GOAL OF THE EXERCISE:
Lay out each line of the rows below as a numbered list, leaving out any blank lines.

RECORDS FOR PROCESSING:
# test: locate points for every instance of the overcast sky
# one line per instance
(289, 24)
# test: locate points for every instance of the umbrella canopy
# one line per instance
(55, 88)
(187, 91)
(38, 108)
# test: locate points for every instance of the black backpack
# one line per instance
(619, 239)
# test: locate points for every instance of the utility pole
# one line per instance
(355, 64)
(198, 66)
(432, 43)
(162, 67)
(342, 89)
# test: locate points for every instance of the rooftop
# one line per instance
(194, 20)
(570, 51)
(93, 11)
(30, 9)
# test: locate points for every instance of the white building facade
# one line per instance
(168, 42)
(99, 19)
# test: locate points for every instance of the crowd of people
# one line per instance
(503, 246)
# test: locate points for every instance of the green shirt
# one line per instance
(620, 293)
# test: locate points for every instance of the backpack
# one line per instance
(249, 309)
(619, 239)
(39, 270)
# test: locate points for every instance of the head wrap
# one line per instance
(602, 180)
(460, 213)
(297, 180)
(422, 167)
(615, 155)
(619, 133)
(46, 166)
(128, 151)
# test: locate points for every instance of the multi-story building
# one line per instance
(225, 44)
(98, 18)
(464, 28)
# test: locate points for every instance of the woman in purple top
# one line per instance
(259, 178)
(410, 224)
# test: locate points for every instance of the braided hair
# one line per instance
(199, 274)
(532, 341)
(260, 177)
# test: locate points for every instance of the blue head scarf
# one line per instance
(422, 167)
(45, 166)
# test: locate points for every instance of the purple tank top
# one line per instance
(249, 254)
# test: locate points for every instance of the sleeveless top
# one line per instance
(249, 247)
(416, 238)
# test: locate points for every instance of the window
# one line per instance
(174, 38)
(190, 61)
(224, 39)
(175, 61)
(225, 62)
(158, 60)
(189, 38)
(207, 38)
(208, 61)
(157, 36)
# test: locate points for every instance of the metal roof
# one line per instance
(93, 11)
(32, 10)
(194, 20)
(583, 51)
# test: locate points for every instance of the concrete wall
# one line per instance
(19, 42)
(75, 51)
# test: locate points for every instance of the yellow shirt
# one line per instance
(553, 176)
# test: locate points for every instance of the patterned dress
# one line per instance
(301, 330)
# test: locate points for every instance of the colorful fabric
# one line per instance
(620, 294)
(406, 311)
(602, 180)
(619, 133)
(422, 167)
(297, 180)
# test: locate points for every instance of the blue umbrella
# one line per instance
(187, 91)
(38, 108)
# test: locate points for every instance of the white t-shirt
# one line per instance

SOLUTION:
1. # test: locate points for every instance of the overcast sky
2. # one line per instance
3. (289, 24)
4. # test: locate points for every instance of the umbrella canopy
5. # one line per instance
6. (55, 88)
7. (187, 91)
8. (38, 108)
9. # test: locate points for every instance of the black backpack
10. # one line per instance
11. (619, 239)
12. # test: locate points for every instance of the utility pole
13. # one line per instance
14. (355, 64)
15. (198, 66)
16. (432, 43)
17. (162, 67)
18. (342, 89)
19. # test: locate points for every instance of the rooftop
20. # one line per instance
21. (194, 20)
22. (570, 51)
23. (93, 11)
24. (30, 9)
25. # test: locate points for every instance of the white building facade
26. # one line per instance
27. (168, 42)
28. (99, 19)
29. # test: locate points for every instance of the crowd of people
30. # one line per instance
31. (503, 246)
32. # test: locate points for every instance of the green shirt
33. # one line per instance
34. (620, 293)
35. # test: locate points for every instance of the backpack
36. # one line per instance
37. (249, 309)
38. (619, 239)
39. (39, 270)
40. # test: locate points for every instance of the head wrap
41. # one line per instance
42. (602, 180)
43. (460, 213)
44. (297, 180)
45. (422, 167)
46. (615, 155)
47. (619, 133)
48. (46, 166)
49. (128, 151)
50. # test: locate points for every instance of the multi-story building
51. # one line per instance
52. (225, 44)
53. (98, 18)
54. (464, 28)
55. # test: locate points for every instance of the woman in purple top
56. # one line per instance
57. (259, 178)
58. (410, 224)
59. # test: locate points for every instance of the braided hair
60. # one line per instance
61. (199, 274)
62. (532, 341)
63. (260, 177)
64. # test: locate points for every instance of the blue head scarf
65. # one line per instance
66. (422, 167)
67. (45, 166)
68. # test: locate points for every instance of the purple tank top
69. # one line per instance
70. (249, 254)
71. # test: locate points for every instance of the sleeveless top
72. # one line per instance
73. (249, 247)
74. (416, 238)
75. # test: locate points for every instance of the window
76. # one line per instance
77. (174, 38)
78. (190, 61)
79. (224, 39)
80. (175, 61)
81. (225, 62)
82. (158, 60)
83. (189, 38)
84. (207, 38)
85. (208, 61)
86. (157, 36)
87. # test: locate points for every instance of the metal roof
88. # one line per instance
89. (93, 11)
90. (32, 10)
91. (194, 20)
92. (583, 51)
93. # test: locate points for every instance of the concrete wall
94. # one line per instance
95. (19, 42)
96. (75, 51)
97. # test: locate points for every instance of the yellow shirt
98. # one line per instance
99. (553, 176)
100. # test: locate points for every instance of the patterned dress
101. # one line per instance
102. (301, 330)
103. # test: locate points for every instance of the colorful fabric
104. # one line per instance
105. (620, 294)
106. (406, 311)
107. (602, 180)
108. (619, 133)
109. (422, 167)
110. (297, 180)
111. # test: locate points for every instance of the blue umbrella
112. # one line per instance
113. (187, 91)
114. (38, 108)
115. # test: locate points for every instance of the white t-shirt
116. # one line per instance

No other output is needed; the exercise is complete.